** Opening GIVEN ENTRIES block **

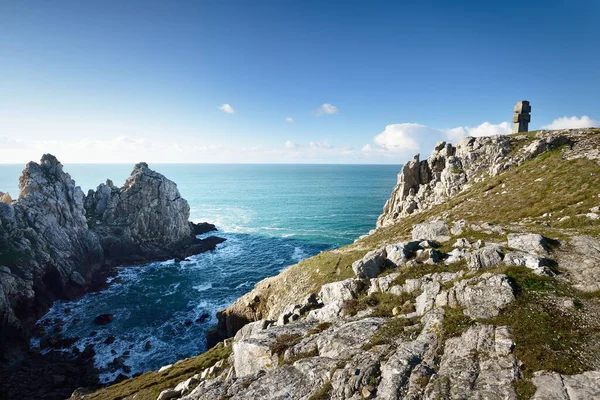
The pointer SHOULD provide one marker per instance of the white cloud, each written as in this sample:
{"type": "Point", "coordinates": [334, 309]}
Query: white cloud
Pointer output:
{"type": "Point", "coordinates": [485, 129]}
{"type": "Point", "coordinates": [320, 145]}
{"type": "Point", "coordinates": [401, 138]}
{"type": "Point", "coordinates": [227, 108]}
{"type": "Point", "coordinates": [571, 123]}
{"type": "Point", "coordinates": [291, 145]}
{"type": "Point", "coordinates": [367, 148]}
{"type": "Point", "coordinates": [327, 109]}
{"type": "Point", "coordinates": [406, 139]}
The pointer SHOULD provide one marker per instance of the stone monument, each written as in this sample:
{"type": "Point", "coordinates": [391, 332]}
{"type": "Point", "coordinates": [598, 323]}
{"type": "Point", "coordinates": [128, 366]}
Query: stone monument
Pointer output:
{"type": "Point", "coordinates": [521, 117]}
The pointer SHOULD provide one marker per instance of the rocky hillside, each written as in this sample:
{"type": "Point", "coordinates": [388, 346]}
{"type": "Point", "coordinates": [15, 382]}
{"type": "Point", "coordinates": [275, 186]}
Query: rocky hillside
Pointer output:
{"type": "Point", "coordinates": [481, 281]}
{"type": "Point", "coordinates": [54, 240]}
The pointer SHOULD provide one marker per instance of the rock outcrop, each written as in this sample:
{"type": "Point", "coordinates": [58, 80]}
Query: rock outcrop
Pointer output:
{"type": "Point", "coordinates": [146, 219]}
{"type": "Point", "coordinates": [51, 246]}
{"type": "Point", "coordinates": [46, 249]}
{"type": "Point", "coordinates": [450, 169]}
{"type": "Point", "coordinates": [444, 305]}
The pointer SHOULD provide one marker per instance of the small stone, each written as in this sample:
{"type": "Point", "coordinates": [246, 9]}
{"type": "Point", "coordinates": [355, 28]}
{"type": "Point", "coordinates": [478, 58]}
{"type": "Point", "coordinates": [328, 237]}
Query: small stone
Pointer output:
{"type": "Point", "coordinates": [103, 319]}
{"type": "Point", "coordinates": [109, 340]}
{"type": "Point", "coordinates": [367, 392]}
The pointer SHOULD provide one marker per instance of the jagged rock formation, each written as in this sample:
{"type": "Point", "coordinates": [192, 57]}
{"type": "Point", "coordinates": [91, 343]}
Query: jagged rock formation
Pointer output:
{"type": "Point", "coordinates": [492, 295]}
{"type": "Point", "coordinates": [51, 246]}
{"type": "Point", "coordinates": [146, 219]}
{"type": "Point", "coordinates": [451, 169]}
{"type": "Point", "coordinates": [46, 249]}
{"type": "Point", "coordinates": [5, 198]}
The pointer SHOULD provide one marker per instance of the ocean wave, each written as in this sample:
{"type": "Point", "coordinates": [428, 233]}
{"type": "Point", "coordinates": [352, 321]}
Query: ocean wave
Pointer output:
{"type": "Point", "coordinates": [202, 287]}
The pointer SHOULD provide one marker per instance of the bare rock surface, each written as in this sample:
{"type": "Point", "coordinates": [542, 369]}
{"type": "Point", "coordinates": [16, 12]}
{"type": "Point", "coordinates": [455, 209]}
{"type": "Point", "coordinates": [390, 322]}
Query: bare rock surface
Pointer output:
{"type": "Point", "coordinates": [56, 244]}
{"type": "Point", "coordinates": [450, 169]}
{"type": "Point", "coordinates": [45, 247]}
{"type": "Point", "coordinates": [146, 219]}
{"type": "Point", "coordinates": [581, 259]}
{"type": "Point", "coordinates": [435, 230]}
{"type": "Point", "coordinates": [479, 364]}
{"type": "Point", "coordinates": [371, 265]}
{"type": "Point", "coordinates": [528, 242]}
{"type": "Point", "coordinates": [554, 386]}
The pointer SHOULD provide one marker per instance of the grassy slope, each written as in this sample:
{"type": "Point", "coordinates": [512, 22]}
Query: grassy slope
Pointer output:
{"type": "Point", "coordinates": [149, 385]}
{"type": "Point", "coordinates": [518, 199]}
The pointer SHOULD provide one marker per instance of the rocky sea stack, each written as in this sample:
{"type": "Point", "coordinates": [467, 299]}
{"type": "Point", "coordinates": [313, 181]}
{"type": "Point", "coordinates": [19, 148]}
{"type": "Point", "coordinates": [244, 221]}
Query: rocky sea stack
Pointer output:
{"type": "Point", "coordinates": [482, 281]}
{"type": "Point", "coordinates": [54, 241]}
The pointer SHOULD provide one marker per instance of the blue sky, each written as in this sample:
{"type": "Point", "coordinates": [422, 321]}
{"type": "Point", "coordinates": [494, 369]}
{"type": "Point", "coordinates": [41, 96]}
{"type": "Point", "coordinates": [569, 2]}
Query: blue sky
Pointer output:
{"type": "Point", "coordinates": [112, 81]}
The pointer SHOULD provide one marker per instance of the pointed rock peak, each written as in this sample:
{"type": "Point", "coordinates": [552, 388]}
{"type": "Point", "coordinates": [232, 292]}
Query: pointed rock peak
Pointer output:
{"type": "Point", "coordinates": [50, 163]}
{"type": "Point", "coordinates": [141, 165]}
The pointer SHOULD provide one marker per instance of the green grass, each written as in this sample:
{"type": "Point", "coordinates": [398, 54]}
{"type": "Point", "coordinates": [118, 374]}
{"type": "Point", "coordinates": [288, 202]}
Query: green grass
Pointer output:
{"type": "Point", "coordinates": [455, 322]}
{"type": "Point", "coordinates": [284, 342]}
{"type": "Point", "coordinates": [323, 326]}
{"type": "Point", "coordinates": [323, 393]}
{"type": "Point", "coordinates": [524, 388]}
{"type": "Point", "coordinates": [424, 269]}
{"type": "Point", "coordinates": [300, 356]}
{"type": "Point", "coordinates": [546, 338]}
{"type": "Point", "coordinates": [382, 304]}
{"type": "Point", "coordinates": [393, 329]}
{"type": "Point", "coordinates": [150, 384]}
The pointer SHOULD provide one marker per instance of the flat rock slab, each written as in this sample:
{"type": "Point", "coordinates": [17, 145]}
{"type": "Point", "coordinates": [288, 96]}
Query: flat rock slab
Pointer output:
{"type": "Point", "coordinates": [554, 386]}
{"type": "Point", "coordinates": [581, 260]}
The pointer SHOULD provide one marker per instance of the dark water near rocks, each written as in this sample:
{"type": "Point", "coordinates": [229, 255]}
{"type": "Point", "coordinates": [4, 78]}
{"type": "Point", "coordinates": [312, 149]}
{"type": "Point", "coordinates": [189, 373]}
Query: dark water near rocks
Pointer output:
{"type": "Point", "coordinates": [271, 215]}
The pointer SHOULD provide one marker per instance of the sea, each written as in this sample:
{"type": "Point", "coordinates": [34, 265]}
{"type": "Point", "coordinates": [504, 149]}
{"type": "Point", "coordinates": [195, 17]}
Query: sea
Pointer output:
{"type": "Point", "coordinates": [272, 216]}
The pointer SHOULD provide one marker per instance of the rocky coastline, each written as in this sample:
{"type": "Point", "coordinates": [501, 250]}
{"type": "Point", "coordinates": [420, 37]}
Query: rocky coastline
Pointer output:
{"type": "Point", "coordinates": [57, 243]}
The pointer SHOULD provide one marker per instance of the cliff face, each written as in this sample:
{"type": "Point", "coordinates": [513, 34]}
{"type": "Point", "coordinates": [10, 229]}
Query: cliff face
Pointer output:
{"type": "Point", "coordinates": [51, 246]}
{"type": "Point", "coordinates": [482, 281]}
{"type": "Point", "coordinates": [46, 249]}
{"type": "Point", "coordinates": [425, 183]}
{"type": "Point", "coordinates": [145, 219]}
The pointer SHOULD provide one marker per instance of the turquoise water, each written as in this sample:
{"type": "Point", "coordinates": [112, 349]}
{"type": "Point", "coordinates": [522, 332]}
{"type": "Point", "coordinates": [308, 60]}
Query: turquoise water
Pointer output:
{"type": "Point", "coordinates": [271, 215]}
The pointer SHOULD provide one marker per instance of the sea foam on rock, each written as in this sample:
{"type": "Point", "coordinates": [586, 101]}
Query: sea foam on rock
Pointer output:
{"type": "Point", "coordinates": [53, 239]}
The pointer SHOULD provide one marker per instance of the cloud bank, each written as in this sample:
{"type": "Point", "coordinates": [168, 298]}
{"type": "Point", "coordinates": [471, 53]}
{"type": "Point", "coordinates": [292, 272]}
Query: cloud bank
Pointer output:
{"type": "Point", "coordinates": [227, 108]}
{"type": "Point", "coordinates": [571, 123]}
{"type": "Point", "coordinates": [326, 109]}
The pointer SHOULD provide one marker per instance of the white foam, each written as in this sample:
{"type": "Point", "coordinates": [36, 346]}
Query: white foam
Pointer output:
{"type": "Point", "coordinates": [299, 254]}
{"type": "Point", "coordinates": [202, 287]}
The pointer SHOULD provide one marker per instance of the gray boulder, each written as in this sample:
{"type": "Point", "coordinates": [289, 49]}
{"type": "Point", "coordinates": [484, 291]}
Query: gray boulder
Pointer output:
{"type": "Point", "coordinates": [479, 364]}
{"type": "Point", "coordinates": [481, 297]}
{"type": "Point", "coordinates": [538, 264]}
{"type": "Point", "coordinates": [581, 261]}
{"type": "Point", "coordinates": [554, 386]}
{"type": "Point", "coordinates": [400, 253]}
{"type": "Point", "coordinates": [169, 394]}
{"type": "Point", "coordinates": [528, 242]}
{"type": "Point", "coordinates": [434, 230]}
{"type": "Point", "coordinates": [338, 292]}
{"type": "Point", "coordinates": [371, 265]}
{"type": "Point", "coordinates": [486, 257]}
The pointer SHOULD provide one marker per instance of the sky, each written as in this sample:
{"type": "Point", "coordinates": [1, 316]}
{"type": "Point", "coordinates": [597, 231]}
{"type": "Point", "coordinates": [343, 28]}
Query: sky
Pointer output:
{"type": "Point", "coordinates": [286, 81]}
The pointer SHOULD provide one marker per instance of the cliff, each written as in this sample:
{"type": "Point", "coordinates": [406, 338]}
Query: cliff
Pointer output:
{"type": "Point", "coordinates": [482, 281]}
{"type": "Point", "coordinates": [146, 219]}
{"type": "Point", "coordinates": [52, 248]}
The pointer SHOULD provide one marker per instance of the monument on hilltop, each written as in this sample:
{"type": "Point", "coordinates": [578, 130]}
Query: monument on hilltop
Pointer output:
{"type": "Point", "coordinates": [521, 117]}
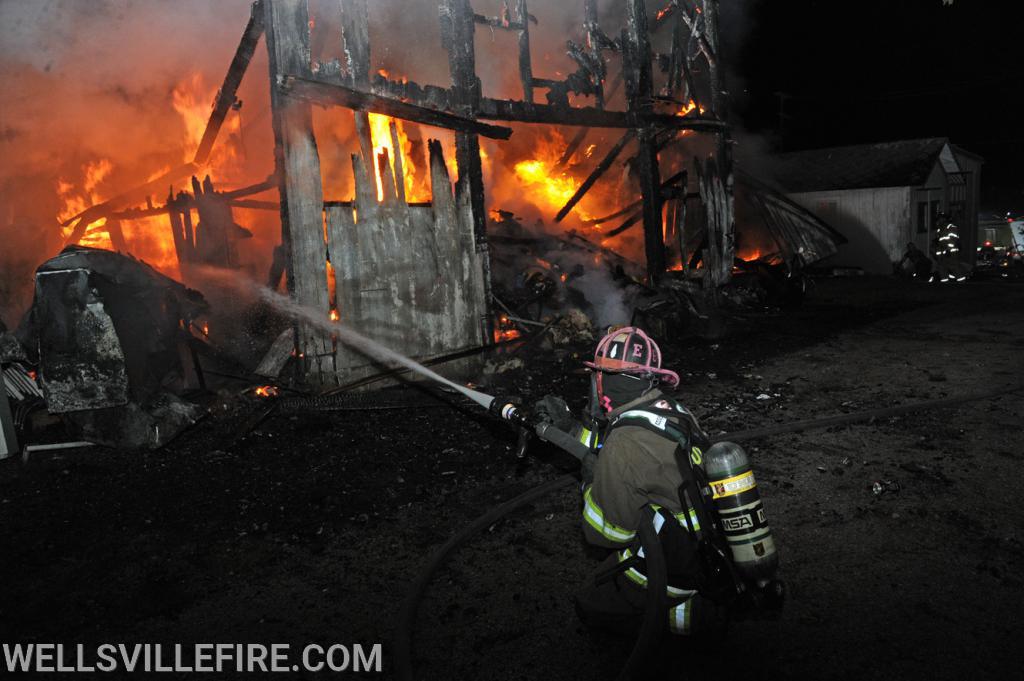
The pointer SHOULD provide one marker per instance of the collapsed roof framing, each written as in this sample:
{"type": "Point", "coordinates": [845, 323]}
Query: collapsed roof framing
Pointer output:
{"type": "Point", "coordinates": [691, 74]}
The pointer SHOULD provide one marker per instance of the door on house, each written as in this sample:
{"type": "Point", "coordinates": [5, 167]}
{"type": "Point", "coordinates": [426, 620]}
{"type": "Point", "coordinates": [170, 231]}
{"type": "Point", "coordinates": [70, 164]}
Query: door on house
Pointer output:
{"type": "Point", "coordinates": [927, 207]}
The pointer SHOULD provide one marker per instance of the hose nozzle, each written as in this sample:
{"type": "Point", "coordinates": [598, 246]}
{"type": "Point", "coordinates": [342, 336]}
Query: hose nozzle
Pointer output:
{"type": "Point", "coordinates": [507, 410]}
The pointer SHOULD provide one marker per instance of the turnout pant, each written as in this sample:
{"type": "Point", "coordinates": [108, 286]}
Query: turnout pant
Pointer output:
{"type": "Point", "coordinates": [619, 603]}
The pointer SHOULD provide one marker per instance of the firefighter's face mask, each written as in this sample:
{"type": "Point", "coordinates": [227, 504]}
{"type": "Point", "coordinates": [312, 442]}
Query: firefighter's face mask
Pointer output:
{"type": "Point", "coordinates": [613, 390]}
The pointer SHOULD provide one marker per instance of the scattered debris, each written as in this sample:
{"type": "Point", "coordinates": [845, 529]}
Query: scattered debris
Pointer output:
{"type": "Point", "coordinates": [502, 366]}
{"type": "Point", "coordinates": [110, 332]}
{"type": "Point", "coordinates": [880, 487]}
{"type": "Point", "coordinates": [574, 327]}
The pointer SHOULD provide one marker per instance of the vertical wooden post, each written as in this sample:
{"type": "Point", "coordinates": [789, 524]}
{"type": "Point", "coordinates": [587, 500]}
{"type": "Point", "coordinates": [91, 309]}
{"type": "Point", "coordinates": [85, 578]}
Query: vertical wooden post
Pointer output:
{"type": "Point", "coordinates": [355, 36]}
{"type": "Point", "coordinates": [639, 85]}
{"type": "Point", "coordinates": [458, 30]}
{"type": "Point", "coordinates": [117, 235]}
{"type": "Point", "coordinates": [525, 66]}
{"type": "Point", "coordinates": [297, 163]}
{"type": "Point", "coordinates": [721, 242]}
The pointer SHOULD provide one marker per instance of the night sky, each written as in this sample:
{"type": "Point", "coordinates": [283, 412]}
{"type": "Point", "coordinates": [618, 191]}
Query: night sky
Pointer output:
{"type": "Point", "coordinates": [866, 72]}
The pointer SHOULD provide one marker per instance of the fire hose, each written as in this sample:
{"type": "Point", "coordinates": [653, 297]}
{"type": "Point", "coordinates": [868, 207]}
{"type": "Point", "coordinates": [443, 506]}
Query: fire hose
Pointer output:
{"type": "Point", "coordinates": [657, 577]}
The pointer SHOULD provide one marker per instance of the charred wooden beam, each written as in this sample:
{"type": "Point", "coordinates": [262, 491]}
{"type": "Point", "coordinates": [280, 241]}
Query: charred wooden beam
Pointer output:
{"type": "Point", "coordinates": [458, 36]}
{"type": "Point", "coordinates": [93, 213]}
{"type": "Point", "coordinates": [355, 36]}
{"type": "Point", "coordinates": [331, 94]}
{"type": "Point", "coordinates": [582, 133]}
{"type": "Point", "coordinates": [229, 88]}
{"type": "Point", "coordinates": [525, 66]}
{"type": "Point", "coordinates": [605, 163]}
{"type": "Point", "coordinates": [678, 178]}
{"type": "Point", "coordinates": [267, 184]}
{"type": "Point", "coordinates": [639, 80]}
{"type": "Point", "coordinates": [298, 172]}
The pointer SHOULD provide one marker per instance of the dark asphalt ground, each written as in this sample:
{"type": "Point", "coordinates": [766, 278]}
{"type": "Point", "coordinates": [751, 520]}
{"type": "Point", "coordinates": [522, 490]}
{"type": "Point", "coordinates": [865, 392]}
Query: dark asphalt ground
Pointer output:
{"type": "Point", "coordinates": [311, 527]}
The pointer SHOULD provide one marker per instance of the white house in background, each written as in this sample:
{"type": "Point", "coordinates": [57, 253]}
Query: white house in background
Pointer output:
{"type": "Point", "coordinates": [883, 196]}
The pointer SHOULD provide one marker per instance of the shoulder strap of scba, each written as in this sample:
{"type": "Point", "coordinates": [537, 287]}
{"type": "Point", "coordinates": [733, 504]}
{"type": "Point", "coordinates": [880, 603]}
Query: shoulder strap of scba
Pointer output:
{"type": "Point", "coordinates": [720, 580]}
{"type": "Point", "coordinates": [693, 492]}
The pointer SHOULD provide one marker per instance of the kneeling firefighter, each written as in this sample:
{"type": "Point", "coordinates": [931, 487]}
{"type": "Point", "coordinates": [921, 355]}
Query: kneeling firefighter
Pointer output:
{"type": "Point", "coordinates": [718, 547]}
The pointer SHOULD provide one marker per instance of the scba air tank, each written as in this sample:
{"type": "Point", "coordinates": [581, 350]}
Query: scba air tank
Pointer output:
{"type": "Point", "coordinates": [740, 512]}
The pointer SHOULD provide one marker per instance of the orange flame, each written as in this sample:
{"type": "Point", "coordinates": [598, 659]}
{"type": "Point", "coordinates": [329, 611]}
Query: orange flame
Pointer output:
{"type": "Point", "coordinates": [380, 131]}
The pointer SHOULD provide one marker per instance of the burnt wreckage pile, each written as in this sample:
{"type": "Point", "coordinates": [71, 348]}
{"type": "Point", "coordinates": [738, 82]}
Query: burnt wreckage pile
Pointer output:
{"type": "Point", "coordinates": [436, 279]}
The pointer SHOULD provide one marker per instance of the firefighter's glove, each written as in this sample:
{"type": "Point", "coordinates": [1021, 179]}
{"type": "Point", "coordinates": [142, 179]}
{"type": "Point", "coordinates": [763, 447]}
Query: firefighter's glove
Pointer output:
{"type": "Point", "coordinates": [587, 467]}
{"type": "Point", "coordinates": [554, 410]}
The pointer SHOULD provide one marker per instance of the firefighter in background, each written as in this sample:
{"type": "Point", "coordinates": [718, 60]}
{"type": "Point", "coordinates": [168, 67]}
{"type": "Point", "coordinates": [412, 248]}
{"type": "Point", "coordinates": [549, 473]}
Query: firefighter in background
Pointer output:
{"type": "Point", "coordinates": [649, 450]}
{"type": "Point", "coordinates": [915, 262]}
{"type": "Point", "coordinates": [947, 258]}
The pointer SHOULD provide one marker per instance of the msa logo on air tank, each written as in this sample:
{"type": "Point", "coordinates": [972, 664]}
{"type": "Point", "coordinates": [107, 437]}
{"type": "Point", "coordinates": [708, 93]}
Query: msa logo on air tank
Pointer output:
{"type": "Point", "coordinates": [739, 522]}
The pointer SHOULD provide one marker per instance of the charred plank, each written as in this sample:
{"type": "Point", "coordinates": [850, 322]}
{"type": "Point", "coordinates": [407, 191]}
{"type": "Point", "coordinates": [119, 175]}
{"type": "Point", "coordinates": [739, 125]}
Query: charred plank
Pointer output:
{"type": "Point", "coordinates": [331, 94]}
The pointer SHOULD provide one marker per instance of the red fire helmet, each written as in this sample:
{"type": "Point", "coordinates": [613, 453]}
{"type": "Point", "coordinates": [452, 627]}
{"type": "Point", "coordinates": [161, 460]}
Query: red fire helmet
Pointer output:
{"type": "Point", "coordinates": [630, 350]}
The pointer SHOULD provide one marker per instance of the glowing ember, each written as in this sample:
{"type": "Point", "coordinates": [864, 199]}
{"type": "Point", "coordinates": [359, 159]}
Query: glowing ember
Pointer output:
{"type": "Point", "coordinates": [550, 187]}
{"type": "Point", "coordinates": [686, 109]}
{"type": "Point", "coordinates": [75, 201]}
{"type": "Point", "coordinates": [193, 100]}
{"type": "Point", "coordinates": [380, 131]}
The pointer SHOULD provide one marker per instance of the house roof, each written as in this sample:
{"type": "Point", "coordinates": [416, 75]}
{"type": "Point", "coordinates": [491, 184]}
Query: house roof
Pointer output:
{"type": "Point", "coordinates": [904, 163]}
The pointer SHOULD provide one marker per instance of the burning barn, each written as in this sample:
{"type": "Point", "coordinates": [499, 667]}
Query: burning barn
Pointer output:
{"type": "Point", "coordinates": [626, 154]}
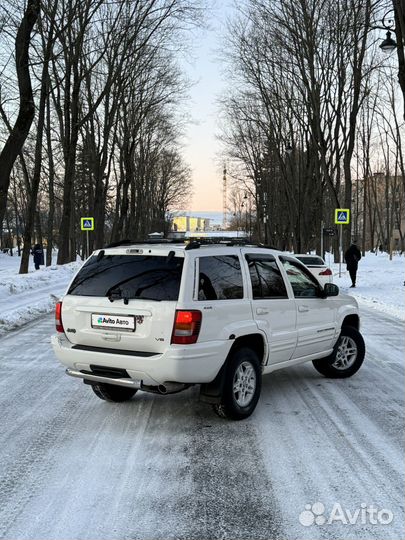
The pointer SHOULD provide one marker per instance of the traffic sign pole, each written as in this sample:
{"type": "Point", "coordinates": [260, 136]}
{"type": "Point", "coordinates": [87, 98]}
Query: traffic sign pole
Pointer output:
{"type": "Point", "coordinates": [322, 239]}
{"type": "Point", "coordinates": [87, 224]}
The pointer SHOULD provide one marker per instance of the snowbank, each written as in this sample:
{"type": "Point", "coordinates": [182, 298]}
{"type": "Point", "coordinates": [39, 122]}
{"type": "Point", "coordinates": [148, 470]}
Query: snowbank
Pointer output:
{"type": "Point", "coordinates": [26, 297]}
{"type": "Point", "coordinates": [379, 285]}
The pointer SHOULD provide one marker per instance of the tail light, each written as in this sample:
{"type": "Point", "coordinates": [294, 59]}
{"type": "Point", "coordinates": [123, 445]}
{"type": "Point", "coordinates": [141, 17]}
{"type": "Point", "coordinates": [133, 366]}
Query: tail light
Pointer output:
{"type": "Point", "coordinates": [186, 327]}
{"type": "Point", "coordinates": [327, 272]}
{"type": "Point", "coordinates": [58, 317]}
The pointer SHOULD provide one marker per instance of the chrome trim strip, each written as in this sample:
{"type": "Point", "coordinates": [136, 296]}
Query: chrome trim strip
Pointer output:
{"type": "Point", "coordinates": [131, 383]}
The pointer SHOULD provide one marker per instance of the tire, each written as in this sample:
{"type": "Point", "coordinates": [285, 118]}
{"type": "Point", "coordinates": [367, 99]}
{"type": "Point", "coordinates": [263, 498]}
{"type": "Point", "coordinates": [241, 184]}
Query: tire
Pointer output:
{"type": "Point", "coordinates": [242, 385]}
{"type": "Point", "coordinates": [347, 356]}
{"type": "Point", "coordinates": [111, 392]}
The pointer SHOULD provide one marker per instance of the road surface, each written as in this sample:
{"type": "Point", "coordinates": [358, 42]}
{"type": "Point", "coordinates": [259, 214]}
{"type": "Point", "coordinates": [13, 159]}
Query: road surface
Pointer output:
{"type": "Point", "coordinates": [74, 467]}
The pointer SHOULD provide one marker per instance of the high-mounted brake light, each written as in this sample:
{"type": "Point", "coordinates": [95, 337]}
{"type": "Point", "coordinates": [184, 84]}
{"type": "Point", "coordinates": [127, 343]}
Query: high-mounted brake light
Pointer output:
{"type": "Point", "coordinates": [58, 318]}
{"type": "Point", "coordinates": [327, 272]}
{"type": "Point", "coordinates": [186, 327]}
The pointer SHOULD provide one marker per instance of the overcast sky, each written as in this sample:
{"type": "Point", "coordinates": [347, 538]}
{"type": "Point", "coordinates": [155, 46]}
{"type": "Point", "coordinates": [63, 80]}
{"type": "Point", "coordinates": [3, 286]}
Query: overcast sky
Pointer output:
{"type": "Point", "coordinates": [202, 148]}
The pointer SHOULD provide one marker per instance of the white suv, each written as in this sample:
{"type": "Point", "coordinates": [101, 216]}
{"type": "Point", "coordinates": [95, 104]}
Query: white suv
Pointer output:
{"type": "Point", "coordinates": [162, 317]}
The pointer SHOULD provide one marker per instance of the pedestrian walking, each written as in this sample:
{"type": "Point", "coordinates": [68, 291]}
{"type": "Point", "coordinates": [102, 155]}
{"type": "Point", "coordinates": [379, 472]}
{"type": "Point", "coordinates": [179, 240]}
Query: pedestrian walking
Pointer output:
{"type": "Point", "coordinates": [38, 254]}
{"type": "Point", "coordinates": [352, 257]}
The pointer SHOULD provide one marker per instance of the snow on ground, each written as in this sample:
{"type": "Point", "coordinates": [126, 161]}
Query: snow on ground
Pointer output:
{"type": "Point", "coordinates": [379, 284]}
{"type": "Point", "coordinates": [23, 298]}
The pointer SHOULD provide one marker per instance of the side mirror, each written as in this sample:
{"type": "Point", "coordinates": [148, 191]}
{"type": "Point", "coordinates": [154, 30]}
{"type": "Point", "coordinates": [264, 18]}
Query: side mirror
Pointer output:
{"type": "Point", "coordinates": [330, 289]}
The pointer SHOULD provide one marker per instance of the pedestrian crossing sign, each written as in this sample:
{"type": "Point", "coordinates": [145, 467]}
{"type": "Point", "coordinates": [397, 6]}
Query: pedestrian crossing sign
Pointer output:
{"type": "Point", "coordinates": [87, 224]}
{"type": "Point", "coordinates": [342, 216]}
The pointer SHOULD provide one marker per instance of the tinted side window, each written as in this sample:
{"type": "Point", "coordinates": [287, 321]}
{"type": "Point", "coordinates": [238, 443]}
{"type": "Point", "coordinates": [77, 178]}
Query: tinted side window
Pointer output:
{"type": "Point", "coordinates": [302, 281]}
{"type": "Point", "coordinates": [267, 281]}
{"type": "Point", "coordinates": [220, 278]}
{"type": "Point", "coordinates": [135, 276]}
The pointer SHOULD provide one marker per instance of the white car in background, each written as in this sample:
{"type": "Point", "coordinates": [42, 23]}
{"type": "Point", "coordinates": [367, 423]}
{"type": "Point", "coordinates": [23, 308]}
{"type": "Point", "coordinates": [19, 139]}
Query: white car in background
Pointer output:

** Closing GIVEN ENTRIES block **

▸ **WORK INSTRUCTIONS**
Please output the listing above exactly from its first line through the line with "Query: small stone", both included, and nothing beyond that line. Omit pictures.

▸ **REPLY TO THE EXERCISE**
The pointer SHOULD provide one marker per instance of the white cloud, each written as in this sample:
{"type": "Point", "coordinates": [334, 309]}
Query: white cloud
Pointer output:
{"type": "Point", "coordinates": [485, 129]}
{"type": "Point", "coordinates": [320, 145]}
{"type": "Point", "coordinates": [401, 138]}
{"type": "Point", "coordinates": [227, 108]}
{"type": "Point", "coordinates": [571, 123]}
{"type": "Point", "coordinates": [291, 145]}
{"type": "Point", "coordinates": [367, 148]}
{"type": "Point", "coordinates": [327, 109]}
{"type": "Point", "coordinates": [406, 139]}
The pointer SHOULD provide one marker per instance of the stone monument, each written as in this sample:
{"type": "Point", "coordinates": [391, 332]}
{"type": "Point", "coordinates": [598, 323]}
{"type": "Point", "coordinates": [128, 366]}
Query: stone monument
Pointer output:
{"type": "Point", "coordinates": [521, 117]}
The pointer SHOULD provide one marker per instance of the rocky hillside, each written as in this sample:
{"type": "Point", "coordinates": [388, 346]}
{"type": "Point", "coordinates": [15, 382]}
{"type": "Point", "coordinates": [275, 186]}
Query: rocky hillside
Pointer output:
{"type": "Point", "coordinates": [481, 281]}
{"type": "Point", "coordinates": [54, 240]}
The pointer SHOULD provide one marker per instance of the rock outcrop, each written as in this sample:
{"type": "Point", "coordinates": [58, 80]}
Query: rock outcrop
Pointer output:
{"type": "Point", "coordinates": [146, 219]}
{"type": "Point", "coordinates": [51, 246]}
{"type": "Point", "coordinates": [46, 249]}
{"type": "Point", "coordinates": [450, 169]}
{"type": "Point", "coordinates": [444, 305]}
The pointer SHOULD provide one marker per instance of the small stone, each written as in this sample:
{"type": "Point", "coordinates": [246, 9]}
{"type": "Point", "coordinates": [355, 28]}
{"type": "Point", "coordinates": [478, 58]}
{"type": "Point", "coordinates": [328, 237]}
Query: small stone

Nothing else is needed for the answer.